_Job_
Your task is to print every entry below exactly as given.

(Saved data entries)
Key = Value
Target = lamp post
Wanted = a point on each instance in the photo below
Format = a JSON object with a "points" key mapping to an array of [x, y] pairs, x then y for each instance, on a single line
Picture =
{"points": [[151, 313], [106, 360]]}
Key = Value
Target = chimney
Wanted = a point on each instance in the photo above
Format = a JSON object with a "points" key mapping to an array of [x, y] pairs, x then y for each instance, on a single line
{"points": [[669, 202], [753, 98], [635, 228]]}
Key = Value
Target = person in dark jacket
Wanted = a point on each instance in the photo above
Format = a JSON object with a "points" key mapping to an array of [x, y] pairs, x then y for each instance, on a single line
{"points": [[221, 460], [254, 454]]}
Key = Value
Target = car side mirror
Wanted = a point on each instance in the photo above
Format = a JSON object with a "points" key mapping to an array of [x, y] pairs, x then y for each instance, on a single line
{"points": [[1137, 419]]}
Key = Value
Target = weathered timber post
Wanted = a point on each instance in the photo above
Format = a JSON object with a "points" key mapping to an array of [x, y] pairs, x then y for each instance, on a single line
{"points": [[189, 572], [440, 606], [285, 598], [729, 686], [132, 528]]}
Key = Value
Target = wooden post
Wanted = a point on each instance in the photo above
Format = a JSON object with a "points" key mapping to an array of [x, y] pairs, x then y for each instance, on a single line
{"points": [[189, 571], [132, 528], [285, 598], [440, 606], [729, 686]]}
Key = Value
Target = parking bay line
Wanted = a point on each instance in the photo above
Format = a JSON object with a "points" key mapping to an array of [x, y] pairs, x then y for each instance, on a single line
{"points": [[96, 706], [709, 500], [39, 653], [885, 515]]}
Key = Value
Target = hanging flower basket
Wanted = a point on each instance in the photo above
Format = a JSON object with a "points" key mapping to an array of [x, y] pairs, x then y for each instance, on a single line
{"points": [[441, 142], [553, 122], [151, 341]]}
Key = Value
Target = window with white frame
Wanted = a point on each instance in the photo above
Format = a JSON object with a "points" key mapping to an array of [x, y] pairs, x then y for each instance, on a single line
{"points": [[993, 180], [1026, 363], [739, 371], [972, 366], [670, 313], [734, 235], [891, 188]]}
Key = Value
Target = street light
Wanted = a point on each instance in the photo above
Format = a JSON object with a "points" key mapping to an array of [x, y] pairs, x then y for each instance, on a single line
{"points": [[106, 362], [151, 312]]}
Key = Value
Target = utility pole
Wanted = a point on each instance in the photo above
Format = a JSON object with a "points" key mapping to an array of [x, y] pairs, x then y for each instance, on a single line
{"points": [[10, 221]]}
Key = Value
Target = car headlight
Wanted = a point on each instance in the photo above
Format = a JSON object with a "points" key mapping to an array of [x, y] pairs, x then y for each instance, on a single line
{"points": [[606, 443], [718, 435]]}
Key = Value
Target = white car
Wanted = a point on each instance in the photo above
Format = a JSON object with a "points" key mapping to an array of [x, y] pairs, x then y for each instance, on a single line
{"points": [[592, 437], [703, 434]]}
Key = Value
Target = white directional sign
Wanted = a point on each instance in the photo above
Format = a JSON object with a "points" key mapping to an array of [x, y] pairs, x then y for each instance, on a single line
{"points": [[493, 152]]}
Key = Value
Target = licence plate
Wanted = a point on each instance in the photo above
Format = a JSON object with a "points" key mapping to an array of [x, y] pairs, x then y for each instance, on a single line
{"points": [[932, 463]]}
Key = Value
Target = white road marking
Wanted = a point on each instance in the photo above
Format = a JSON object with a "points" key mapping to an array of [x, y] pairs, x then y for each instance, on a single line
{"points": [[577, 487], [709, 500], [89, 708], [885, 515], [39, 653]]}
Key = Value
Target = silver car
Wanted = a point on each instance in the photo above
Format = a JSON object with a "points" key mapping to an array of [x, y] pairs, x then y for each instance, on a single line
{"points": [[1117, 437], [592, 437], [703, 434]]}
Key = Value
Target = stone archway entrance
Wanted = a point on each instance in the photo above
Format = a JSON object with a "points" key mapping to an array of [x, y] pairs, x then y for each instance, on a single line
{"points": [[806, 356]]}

_Answer to the task_
Key = Value
Target = lamp post
Wanted = a point on each instance in the photo below
Format = a JSON object with a "points" key mapping to an array of [x, y] pairs, x then y for each instance, on a single line
Picture =
{"points": [[151, 313], [106, 360]]}
Key = Value
Target = chimney
Wanted = a point on each instance in the photo above
Format = a JSON object with a "points" key mapping to an array of [x, y] pairs, x then y for each instance, on a single line
{"points": [[669, 202], [753, 98], [635, 228]]}
Key = Value
Target = person in dark jacket
Wanted = a point on each instance in the photo above
Format = a JSON object with a "points" key mapping to an array of [x, y] pairs, x then y for each instance, on a single line
{"points": [[221, 460], [254, 454]]}
Key = Value
Target = car side mirror
Wanted = a point on each instance in the photo above
Format = a JSON object with a "points" key mapping to an array of [x, y] pairs, x then y for each instance, on a single line
{"points": [[1137, 419]]}
Key = Value
Target = weathered timber post
Wanted = a point on each instance in the photo above
Format = a JSON object with a "points" key mapping to an array of [x, y] pairs, x then y for each instance, on a single line
{"points": [[189, 572], [440, 606], [285, 598], [729, 686], [132, 528]]}
Key = Value
Target = wooden post
Wanted = a point on each instance in the photo above
Format = a JSON object with a "points" key mapping to an array of [x, y] pairs, x then y for each instance, on a single line
{"points": [[189, 571], [132, 528], [285, 598], [440, 606], [729, 686]]}
Key = Value
Target = parking bay line
Wanted = a point on each instance in the photo above
Format = a JSON object with a "points" key mapping to an array of [x, y] pairs, x then y for each instance, on a single line
{"points": [[96, 706], [709, 500], [39, 653], [885, 515]]}
Key = Value
Target = hanging flower basket
Wanted = a point on each instance in the photo above
Format = a JSON object with a "points" key mapping to an array of [x, y] pairs, x then y for each instance, on a single line
{"points": [[441, 142], [553, 122], [151, 341]]}
Key = Value
Target = window with white frame
Wanted = a point on each instance in the photo above
Format = a JSON object with a "points" key mapping to an array of [x, y] pairs, x then y for each instance, on a single line
{"points": [[993, 180], [1026, 363], [739, 371], [972, 366], [670, 313], [734, 235], [891, 188]]}
Key = Value
Target = street light
Wanted = a point on each instance in the photo above
Format = a JSON object with a "points" key mapping to an array of [x, y] pairs, x then y for each instance, on a single line
{"points": [[106, 362], [151, 312]]}
Key = Value
Target = utility pole
Wanted = a point on each instance in the photo above
Format = a JSON object with a "points" key mapping to an array of [x, y] pairs, x then y for each instance, on a single line
{"points": [[10, 221]]}
Key = Value
Target = car headlight
Wanted = a point on each instance in the photo above
Format = a JSON object with a "points" key mapping to an array of [x, y] pairs, x then y for each instance, on a single line
{"points": [[606, 443], [718, 435]]}
Key = Value
Target = white car
Wanted = a point on each instance in the photo above
Format = a JSON object with a "points" key mapping to an array of [x, y] pairs, x then y for each instance, on a single line
{"points": [[592, 437], [703, 434]]}
Key = Value
Target = white directional sign
Wanted = a point on each instance in the photo above
Format = a JSON object with a "points" key mapping to an array of [x, y] pairs, x then y for each instance, on a single line
{"points": [[493, 152]]}
Key = Value
Target = licence plate
Wanted = a point on each instance in the photo above
Format = a JSON object with a "points" key mapping to an array of [x, y] pairs, x then y for each instance, on a single line
{"points": [[932, 463]]}
Key = Value
Target = white road marking
Wanted = a point on each instance in the photo above
Format = a JSON object with a "points" key mapping to an array of [x, y] pairs, x then y for each instance, on a single line
{"points": [[577, 487], [709, 500], [89, 708], [885, 515], [39, 653]]}
Key = Value
Target = silver car
Wanted = a point on each instance in the photo above
Format = a JSON object with a "points" key mapping to an array of [x, y] pairs, x then y for each instance, on a single line
{"points": [[1117, 437], [592, 437], [703, 434]]}
Key = Value
Target = stone archway entrance
Wanted = a point on each instance in the photo above
Format = a JSON object with a "points" key mapping to an array of [x, y] pairs, x then y for each instance, on a single line
{"points": [[806, 356]]}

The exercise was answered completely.